▶ _取り組む課題_:
(a) 角川短歌賞についての抜粋から、「掲載された次席・佳作作品や選」から「佳作なのか。。。」とぶちのめされました。」までの部分をすべて一字一句違えずに写し取ってください。
(b) 角川短歌賞の佳作を取り上げた文章を引き取り、最後の文のあとから書き継いでください。

▶ _ページ抜粋_:
-=-=-=-=-

角川短歌賞佳作魚谷真梨子さん「対岸」にぶちのめされる

第67回角川短歌賞の結果が発表されました。

結果としては、「該当作なし」ということですが、角川短歌2021年11月号において、選考結果、予選通過31作品の得票数、選考座談会の様子とともに、次席2作品、佳作3作品が掲載されていました。

応募総数633篇中、予選通過は31篇。

筆者も、応募していたのですが、32位で惜しくも予選通過なりませんでした(白目)。

掲載された次席・佳作作品や選考座談会について、とても興味深く読ませていただいたのですが、なかでも佳作を受賞された魚谷真梨子さん「対岸」がマジでヤバかったです。

正直、この作品を読むだけのために、角川短歌11月号買っても損がないくらい、感動したとともに、32位(自称)の同じコンテスト参加者として、「このレベルで佳作なのか。。。」とぶちのめされました。

-=-=-=-=-

▶ _提供資料_:
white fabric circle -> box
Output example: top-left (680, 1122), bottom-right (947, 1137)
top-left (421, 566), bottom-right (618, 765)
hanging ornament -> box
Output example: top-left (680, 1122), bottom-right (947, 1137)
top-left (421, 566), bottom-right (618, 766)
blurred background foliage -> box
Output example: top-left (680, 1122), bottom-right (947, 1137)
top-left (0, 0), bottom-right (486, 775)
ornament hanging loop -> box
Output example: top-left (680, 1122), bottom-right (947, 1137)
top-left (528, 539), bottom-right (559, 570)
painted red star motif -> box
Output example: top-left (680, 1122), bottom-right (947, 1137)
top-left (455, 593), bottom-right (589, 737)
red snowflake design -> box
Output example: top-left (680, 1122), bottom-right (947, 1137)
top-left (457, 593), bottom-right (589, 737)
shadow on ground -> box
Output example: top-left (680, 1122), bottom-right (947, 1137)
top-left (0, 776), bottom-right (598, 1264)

-=-=-=-=-

▶ _結果_:
(a)
掲載された次席・佳作作品や選考座談会について、とても興味深く読ませていただいたのですが、なかでも佳作を受賞された魚谷真梨子さん「対岸」がマジでヤバかったです。

正直、この作品を読むだけのために、角川短歌11月号買っても損がないくらい、感動したとともに、32位(自称)の同じコンテスト参加者として、「このレベルで佳作なのか。。。」とぶちのめされました。

(b)
「でも幸せでしょう」って声を逃すため冬の窓いくつも開けたけど

1首目にあるこの歌でいきなりハードパンチを喰らいました。

辛いことや悩んでいることがあって、周囲に話しても、「でも幸せでしょう」という言葉で受け流されてしまう悲しみ。

周囲から見ると幸せそうに見える自分と自分の抱える悩みや苦しみとのギャップを感じ、頭の中にこびりつくその言葉を解放するために、窓を開けた「けど」、そう簡単に悩みは解消されない。

全編を通して、子育ての大変さや義理の親からの出産の期待など家族にまつわる悩みや苦しみが読み取れるのですが、1首目にこのめちゃくちゃ憂鬱な歌が来ることで、その後の救いがたい憂鬱さに一気に引き込まれます。

句切れとして、
でもしあわ/せでしょうってこえを/のがすため/ふゆのまどいく/つもあけたけど
と1~3句、4~5句の句またがりになっているのも、不穏な感じがあって効果的です。

児をひとり殺めし家の冷蔵庫もヴーンと鳴りしか夜半にヴーンと
歯止め、と誰かが囁く窓際に刃物のように冷たい風は
わたしにも狂気の手首ぶらさがることを黙して振る冬の雨

「児をひとり」の歌は、選考座談会でもたびたび取り上げられ、今年1年を代表するほどの秀歌ですが、さらに「歯止め」「わたしにも」の歌も負けず劣らず狂気に満ちています。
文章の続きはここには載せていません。